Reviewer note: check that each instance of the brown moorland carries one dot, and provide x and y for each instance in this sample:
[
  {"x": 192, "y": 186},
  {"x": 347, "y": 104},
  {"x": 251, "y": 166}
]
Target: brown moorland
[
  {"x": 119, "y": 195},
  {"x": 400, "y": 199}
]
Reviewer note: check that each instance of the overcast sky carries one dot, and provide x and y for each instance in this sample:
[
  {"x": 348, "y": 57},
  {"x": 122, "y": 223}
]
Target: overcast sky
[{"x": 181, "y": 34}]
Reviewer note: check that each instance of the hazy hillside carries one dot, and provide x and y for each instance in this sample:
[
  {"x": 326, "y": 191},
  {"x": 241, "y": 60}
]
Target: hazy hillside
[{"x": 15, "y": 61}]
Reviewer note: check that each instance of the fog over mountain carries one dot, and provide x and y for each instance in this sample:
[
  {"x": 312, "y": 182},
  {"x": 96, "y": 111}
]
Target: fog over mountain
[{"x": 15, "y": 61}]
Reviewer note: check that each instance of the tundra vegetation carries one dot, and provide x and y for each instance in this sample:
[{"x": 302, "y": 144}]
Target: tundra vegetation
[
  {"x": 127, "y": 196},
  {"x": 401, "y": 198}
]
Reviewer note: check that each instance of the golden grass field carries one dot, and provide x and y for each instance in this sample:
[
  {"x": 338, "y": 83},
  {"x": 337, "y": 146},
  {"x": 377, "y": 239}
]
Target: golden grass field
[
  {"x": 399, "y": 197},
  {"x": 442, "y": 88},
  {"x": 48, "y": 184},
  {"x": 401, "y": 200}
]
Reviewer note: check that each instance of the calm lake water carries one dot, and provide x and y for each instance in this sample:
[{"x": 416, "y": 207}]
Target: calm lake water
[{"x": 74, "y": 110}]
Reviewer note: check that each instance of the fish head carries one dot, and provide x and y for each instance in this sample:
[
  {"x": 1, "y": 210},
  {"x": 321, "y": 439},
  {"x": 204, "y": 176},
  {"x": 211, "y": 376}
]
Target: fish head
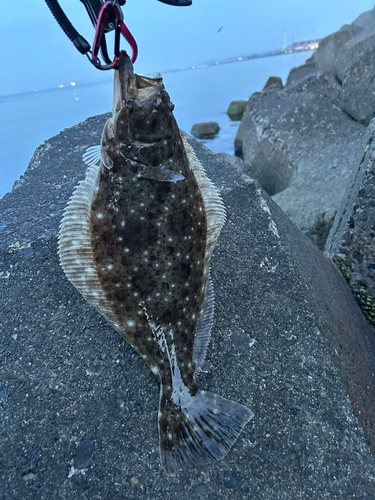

WHAT TO PRODUCE: Look over the records above and filter for each line with the word "Reviewer".

PROBLEM SOLUTION:
Reviewer note: check that each instance of the brown moorland carries one dot, and provide x and y for each instance in this sample:
Reviewer note: check that each instance of the overcast sky carries one dot, and provide x and y for each instance in this sample:
Reviewer note: check that each instance of the hazy hillside carries one dot, and provide x and y for each instance in this sample:
Reviewer note: check that each instance of the fog over mountain carries one dot, and provide x and y for each instance in this sample:
Reviewer note: check that each instance of the tundra vegetation carries one dot, and provide x and y for each instance in this sample:
Reviewer note: check that each instance of the golden grass field carries one dot, and provide x and y for each instance in this sample:
Reviewer note: check that each instance of the calm lake water carries one dot, and provide x and y for each instance in this sample:
Reviewer note: check that each instance of the fish head carries one dot, and provide x and y for each instance in this sample:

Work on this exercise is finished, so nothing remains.